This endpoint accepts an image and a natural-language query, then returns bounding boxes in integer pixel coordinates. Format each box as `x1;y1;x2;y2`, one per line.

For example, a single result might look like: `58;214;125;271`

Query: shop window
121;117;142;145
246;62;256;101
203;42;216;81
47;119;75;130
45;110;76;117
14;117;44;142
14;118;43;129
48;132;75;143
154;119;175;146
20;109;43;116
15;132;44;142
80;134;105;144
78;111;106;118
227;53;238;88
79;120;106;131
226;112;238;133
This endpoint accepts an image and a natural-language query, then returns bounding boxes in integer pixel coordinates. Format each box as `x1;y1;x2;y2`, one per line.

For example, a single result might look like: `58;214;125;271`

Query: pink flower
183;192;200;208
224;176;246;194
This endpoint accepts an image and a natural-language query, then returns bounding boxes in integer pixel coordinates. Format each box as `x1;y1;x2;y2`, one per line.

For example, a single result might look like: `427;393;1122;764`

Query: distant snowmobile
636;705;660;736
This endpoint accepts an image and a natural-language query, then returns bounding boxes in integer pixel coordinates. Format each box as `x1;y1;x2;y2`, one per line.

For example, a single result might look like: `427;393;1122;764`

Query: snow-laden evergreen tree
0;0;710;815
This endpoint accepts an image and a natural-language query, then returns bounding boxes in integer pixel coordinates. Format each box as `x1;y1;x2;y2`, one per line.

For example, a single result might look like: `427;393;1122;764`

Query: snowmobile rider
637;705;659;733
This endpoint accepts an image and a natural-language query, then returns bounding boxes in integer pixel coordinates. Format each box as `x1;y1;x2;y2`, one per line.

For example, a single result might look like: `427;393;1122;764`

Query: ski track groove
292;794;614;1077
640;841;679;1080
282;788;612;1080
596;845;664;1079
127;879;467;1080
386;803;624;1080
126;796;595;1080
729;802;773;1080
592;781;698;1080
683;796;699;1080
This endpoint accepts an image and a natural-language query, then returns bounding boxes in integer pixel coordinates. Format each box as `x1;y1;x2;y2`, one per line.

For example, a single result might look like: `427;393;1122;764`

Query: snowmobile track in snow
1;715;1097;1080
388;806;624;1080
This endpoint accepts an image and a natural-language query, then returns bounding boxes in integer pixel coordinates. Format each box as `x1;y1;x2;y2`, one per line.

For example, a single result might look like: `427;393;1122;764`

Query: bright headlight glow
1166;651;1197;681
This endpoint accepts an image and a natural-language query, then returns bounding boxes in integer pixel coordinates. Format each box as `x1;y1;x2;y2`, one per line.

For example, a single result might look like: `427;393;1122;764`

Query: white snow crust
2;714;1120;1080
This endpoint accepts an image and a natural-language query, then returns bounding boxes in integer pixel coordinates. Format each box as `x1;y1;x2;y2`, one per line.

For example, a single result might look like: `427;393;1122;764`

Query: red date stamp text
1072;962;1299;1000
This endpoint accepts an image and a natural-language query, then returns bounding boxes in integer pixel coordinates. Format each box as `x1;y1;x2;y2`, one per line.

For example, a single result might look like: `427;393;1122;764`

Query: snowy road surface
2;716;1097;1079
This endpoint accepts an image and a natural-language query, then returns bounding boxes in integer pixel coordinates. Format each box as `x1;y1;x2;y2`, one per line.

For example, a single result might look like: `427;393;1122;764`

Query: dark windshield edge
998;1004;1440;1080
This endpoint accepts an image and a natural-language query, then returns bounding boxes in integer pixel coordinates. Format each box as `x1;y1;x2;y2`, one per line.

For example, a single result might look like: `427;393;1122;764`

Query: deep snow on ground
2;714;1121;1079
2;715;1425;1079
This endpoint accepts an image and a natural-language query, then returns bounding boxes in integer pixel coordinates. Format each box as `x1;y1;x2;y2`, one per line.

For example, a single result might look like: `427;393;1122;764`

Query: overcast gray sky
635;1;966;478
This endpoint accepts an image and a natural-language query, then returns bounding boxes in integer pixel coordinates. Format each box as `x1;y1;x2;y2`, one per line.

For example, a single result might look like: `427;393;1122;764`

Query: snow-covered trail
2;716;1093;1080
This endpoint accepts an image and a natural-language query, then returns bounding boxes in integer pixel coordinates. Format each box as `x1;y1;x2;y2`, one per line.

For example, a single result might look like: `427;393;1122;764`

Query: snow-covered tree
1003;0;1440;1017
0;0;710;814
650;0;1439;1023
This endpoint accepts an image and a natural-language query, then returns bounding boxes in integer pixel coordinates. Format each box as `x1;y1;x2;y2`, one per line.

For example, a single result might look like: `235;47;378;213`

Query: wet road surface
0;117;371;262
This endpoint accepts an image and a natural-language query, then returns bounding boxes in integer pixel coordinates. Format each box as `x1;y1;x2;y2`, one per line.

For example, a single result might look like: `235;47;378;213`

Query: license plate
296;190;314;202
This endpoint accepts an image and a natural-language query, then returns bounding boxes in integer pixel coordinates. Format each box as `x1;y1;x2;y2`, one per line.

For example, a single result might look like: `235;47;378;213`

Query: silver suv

::::::::::

> _TASK DETAILS_: Retype all of the entries shown above, exactly.

> _RESPONSE TO THIS EXERCISE_:
This endpoint accepts an image and a natural-language query, then returns bounding boxes in integer pixel coordinates. Format each box as `x1;y1;x2;y2`, one per line.

For example, a single result might look like: `58;214;125;271`

Query: shop window
121;117;142;145
246;62;256;101
203;42;216;81
47;119;75;130
45;110;76;117
14;117;44;142
14;118;43;129
48;132;75;143
154;119;175;146
20;109;43;116
15;132;44;142
80;134;105;144
78;111;106;118
227;53;238;88
79;120;106;131
226;112;238;133
This endpoint accepts an image and a natural-language query, then returns bounding boxes in integer pixel coordinates. Format each box as `x1;y1;x2;y2`, one per line.

For example, a single result might look like: `58;214;125;271`

Query: pink flower
183;192;200;208
224;176;246;194
This endpoint accepts an image and a natural-language query, then returns bounding boxes in integer pixel coordinates. Format each box as `x1;y1;x2;y2`, one per line.

For example, a single result might look like: `427;393;1122;764`

Query: distant snowmobile
636;705;660;736
This endpoint accepts an image and a natural-language query, then returns bounding boxes in integer pixel coordinates. Format each box as `x1;y1;x2;y2`, one per line.

For example, a single result might look like: `427;393;1122;764`

Query: snow-laden evergreen tree
0;0;710;815
This endpoint accepts an image and a natural-language query, then returns bounding boxes in integer pixel coordinates. Format each box as `x1;y1;x2;y2`, one per line.

For example, a single result might look like: `427;393;1122;764`

Query: snowmobile rider
637;705;659;733
This endpoint accepts an image and a natural-language query, then returns bounding boxes in integer pixel coordinates. Format each box as `x1;y1;x2;y2`, one per line.

For example, a single result might look like: `427;393;1122;764`

Query: ski track groove
292;794;614;1077
640;841;679;1080
282;788;612;1080
596;845;664;1079
127;879;467;1080
386;803;624;1080
126;796;595;1080
729;802;773;1080
592;781;698;1080
683;796;699;1080
This endpoint accepts an image and a natural-language query, then returns bounding boxes in integer pixel coordinates. Format each box as `x1;y1;x2;y2`, one per line.

For example, a single result might look like: `427;393;1122;764`

Query: snowmobile track in snow
1;715;1097;1080
388;806;624;1080
This endpoint accepts an image and a natural-language query, then returns bounding boxes in integer pixel coordinates. Format each box as `x1;y1;x2;y2`, one per line.

For example, a single result might look like: `427;393;1122;764`

Query: bright headlight glow
1166;651;1197;681
This endpoint accepts an image and a natural-language query, then returns bounding boxes in integer pixel coordinates. Format each box as `x1;y1;x2;y2`, one per line.

For example, a single result might look like: `427;393;1122;764`

Query: white snow crust
2;714;1120;1080
This endpoint accepts an image and a natural-language query, then returns bounding boxes in integer pixel coordinates. Format each box as `x1;y1;x2;y2`, one per line.

For example, a single result might look like: `427;393;1122;764`

Query: red date stamp text
1072;962;1299;1000
This endpoint accepts an image and a natural-language query, then returns bounding boxes in integer pixel coordinates. Format each box as `x1;y1;x2;y2`, one per line.

For example, a single result might look like: `427;393;1122;764`

Query: snowy road surface
2;716;1097;1079
This endpoint accepts an image and a natural-language query, then returns bounding boxes in integer pixel coordinates. Format each box as `x1;y1;x2;y2`, one per line.

For example, a single result might look like: `427;393;1122;764`

Query: dark windshield edge
998;1004;1440;1080
This endpoint accepts an image and a natural-language query, then returns bounding boxes in integer pixel coordinates. Format each box as `x1;y1;x2;y2`, one per line.

For example, a single result might look like: `427;393;1122;764`

Query: deep snow on ground
2;714;1121;1079
2;715;1425;1079
This endpoint accepts an image and a natural-language query, then returns bounding boxes in integer pixel coordinates. Format each box as `x1;y1;x2;y2`, one per line.

For example, a single result might look like: `427;393;1122;764`

Query: overcast gray sky
635;1;966;478
This endpoint accepts an image and a natural-language query, then returns bounding boxes in integer pixel coordinates. Format each box as `x1;y1;x2;y2`, one per line.

For example, a single result might look like: `427;393;1122;764`

Query: snow-covered trail
2;716;1093;1080
This endpoint accepts an image and a natural-language query, then returns bounding boxes in integer pixel coordinates. Format each box as `x1;y1;x2;y2`, one per line.

For example, a single result might look like: `427;393;1122;764`

Query: snow-covered tree
1003;0;1440;1017
0;0;710;814
650;0;1439;1023
This endpoint accepts an image and a natural-language query, then returns bounding boxes in integer pixel coordinates. Format each box as `x1;y1;x2;y2`, one per line.

For example, a single result might look like: `235;47;378;213`

Query: wet road surface
0;117;371;262
This endpoint accepts an image and a natural-language query, then returns bounding boxes in integer pixel coordinates. Format each box as `x1;y1;x2;y2`, one per line.

For example, a single result might look like: `235;47;378;213`

Query: license plate
296;190;314;202
This endpoint accepts an image and a natural-language query, then returns bounding boxes in integer pixel coordinates. Format each box as `x1;y1;x2;y2`, one per line.

For example, a single result might look like: `235;47;378;213`

Query: silver suv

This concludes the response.